THE REQUEST — Please pick out each line in the records below that contains the string "with" and copy those lines in full.

PROVIDED ENTRIES —

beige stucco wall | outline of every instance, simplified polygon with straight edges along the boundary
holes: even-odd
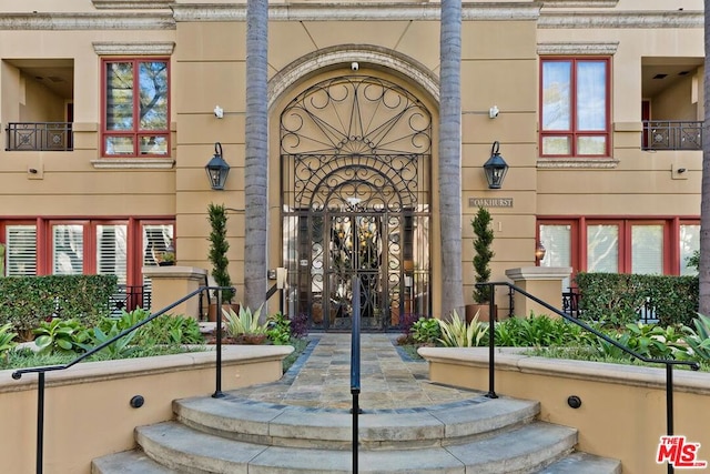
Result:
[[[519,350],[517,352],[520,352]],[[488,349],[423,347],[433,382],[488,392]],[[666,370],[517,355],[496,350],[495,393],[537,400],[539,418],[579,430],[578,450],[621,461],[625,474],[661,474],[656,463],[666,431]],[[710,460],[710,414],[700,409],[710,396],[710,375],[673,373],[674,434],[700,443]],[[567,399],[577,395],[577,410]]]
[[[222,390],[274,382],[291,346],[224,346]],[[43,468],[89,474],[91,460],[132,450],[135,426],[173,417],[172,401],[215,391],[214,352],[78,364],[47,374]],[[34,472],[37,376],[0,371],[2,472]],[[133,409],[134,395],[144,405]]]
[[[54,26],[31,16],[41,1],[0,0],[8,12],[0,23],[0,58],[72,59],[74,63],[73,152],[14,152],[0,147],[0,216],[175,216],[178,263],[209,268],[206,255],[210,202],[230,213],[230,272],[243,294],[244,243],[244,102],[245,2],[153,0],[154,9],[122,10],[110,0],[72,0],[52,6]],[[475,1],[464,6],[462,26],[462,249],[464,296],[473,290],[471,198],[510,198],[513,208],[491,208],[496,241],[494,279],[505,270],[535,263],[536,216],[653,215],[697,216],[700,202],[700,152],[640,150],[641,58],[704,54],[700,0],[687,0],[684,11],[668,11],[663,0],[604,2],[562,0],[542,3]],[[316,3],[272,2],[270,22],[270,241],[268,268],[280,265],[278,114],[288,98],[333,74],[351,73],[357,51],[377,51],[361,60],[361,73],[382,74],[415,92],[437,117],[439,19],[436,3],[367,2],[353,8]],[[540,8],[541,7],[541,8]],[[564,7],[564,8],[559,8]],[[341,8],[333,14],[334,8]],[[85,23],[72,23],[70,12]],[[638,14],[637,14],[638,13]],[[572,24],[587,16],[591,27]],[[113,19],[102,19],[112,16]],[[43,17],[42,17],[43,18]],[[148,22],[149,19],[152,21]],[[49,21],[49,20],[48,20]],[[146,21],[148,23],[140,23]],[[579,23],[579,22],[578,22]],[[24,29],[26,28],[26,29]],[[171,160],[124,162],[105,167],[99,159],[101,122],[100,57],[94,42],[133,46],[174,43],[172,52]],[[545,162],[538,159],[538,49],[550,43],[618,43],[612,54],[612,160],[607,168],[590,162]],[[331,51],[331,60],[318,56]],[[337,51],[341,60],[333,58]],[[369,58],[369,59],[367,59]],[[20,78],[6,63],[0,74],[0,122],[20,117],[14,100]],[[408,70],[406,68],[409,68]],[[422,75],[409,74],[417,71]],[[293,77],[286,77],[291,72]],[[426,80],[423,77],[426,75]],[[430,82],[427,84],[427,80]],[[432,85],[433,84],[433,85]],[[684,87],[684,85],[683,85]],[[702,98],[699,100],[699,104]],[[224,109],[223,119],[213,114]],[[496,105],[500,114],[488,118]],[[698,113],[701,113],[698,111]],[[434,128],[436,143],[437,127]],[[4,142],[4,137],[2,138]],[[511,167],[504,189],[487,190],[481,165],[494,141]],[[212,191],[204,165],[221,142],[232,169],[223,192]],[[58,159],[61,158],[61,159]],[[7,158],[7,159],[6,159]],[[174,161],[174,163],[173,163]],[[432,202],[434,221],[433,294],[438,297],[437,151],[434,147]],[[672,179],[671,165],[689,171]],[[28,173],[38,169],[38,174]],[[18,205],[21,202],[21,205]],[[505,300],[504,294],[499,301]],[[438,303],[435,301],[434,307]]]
--
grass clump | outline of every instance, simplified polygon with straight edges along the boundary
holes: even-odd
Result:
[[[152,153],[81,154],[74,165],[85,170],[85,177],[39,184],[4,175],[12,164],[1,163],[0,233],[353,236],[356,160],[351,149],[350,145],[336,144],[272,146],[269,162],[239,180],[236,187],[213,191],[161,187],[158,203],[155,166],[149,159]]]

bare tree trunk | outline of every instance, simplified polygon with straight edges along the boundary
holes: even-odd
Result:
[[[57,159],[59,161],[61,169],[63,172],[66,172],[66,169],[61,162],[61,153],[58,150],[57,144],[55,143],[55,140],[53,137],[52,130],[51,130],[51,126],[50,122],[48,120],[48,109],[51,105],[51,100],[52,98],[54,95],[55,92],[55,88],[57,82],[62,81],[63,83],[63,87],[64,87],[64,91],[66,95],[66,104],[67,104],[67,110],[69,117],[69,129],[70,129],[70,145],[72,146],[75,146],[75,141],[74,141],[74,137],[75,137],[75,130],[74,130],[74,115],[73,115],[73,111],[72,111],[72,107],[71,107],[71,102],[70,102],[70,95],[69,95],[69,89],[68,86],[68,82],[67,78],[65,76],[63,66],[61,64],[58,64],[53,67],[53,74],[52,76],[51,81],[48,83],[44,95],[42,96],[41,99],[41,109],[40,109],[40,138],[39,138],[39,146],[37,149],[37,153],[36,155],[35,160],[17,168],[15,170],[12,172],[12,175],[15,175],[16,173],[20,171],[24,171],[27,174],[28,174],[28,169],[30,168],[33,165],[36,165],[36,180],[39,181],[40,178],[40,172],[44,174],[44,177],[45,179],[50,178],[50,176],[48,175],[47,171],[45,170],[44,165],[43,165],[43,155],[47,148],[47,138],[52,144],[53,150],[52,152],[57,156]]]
==
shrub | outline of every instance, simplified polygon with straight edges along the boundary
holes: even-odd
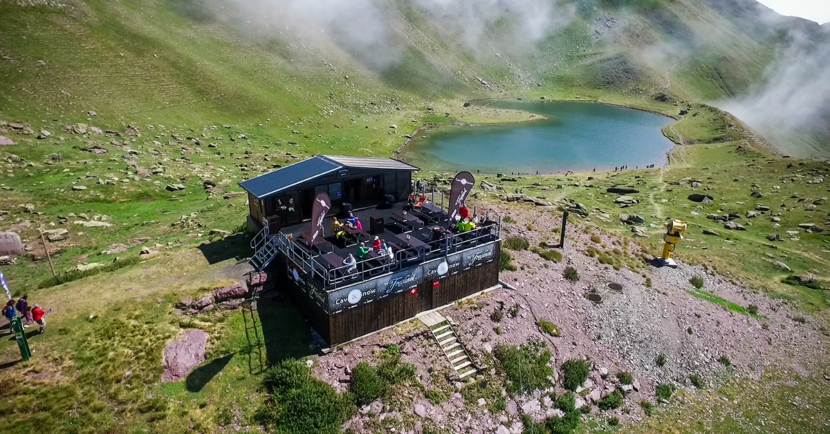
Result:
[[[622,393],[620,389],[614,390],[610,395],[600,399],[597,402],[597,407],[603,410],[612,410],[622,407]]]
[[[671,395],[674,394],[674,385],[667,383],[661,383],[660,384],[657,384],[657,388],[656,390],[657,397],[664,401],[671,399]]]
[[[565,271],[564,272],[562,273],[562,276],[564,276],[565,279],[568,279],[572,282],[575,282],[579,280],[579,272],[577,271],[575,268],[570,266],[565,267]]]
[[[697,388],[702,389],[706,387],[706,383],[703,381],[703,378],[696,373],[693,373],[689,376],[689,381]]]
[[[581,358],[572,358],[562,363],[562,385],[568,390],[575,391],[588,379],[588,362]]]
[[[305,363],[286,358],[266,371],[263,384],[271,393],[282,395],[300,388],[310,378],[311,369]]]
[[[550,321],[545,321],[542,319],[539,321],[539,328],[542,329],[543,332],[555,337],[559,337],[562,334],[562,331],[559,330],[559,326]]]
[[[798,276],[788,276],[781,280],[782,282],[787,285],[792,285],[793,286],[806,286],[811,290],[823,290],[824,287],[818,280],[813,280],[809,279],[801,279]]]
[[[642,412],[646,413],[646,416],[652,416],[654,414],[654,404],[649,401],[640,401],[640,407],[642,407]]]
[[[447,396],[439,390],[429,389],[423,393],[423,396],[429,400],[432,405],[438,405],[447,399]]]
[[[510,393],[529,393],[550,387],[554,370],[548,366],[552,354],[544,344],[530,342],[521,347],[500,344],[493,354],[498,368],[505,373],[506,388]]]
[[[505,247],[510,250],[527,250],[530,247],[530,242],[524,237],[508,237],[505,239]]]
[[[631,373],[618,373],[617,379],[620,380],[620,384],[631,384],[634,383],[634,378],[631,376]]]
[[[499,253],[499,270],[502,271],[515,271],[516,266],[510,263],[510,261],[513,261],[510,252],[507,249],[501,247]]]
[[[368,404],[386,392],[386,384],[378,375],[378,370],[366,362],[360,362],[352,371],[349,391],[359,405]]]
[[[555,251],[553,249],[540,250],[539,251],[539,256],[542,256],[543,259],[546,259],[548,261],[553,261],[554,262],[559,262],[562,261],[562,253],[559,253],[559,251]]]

RESULT OF THIS EXERCISE —
beige stucco wall | outline of every instance, simplified polygon with straight edges along the boundary
grass clump | outline of every instance, simplified polygon with straight edges along the boundary
bare tree trunk | outline of every instance, simplified polygon with straight edges along the boundary
shrub | outline of every instance, simplified polygon with straight edges along the boundary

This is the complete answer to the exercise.